Convert every line of the listing below into a JSON list of strings, with one string per line and no entries for blank lines.

─── MATERIAL SHOWN

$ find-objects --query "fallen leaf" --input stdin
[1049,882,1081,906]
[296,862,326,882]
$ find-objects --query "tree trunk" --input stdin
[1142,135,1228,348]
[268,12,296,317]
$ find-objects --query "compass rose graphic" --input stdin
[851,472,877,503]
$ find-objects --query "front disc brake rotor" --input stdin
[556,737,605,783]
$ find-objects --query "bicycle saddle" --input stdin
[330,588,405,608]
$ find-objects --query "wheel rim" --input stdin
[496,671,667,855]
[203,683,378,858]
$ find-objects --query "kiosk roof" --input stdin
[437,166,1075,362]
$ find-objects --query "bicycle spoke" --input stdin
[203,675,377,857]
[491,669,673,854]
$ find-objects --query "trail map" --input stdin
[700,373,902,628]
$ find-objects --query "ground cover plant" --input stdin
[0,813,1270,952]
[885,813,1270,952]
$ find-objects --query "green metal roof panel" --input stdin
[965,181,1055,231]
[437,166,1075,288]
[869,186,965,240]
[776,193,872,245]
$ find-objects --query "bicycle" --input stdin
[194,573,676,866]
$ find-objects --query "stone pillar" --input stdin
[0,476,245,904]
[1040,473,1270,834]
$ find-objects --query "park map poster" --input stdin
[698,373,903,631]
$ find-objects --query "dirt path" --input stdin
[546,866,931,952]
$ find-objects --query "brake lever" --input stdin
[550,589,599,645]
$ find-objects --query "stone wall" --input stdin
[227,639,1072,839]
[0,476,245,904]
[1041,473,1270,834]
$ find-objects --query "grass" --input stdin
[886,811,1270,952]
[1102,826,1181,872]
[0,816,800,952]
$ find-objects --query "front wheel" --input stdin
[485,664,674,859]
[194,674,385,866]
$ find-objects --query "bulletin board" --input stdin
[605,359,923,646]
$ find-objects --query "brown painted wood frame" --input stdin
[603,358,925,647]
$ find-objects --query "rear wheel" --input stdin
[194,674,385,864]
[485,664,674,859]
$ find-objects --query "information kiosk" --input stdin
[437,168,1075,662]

──────

§ SOLUTION TO THIS TASK:
[
  "$ find-objects --query \"fallen leaf\" --input stdin",
  "[1049,882,1081,906]",
  "[296,862,326,882]",
  "$ find-objects --query \"tree trunk\" --input stdin",
  "[1142,135,1228,348]",
  "[268,12,296,317]",
  "$ find-objects --query \"compass rose graphic\" --input stdin",
  "[851,472,877,503]",
  "$ find-objects --query \"front disc brake rotor\" --input stdin",
  "[556,737,605,783]",
  "$ find-objects --query \"bicycle saddle\" --input stdin",
  "[330,588,405,608]",
  "$ find-objects --query \"wheel rim\" --input stdin",
  "[496,671,667,855]",
  "[203,683,378,858]",
  "$ find-objects --query \"kiosk roof\" --input stdin",
  "[437,166,1075,362]",
  "$ find-objects --query \"bicycle spoke\" --input stdin",
  "[203,675,377,857]",
  "[491,669,673,854]",
  "$ find-objects --query \"trail map\" --input stdin",
  "[700,373,902,628]",
  "$ find-objects --query \"ground cover plant\" --input stdin",
  "[0,813,1270,952]",
  "[885,813,1270,952]",
  "$ find-objects --query \"green metal roof panel\" --input stdin",
  "[965,181,1055,231]",
  "[437,166,1075,288]",
  "[869,186,965,240]",
  "[776,193,872,245]",
  "$ find-objects --query \"bicycle\" --input stdin",
  "[194,573,676,866]",
  "$ find-objects --query \"stone pillar\" --input stdin",
  "[0,476,245,904]",
  "[1040,473,1270,834]",
  "$ find-objects --query \"park map poster\" --input stdin",
  "[698,373,903,631]",
  "$ find-objects --query \"dirt path\" --input stdin",
  "[546,866,931,952]",
  "$ find-objects --query \"brake lever\" --input stdin",
  "[550,589,599,645]",
  "$ find-objects --query \"stone wall\" --input stdin",
  "[227,639,1072,839]",
  "[0,476,245,904]",
  "[1041,473,1270,834]",
  "$ find-objects --query \"grass\" --input stdin",
  "[886,811,1270,952]",
  "[1102,826,1181,872]",
  "[0,816,800,952]",
  "$ find-objects --query \"front wheel\" --input stdin",
  "[485,664,674,859]",
  "[194,674,385,866]",
  "$ find-objects --query \"bulletin board\" --input stdin",
  "[605,359,923,646]",
  "$ find-objects --query \"brown painted wood frame\" --input stdin",
  "[603,358,925,647]",
  "$ find-objects --query \"rear wheel\" --input stdin",
  "[194,674,385,864]",
  "[485,664,674,859]",
  "$ find-objects --query \"information kiosk\" --input stdin",
  "[437,168,1075,662]"
]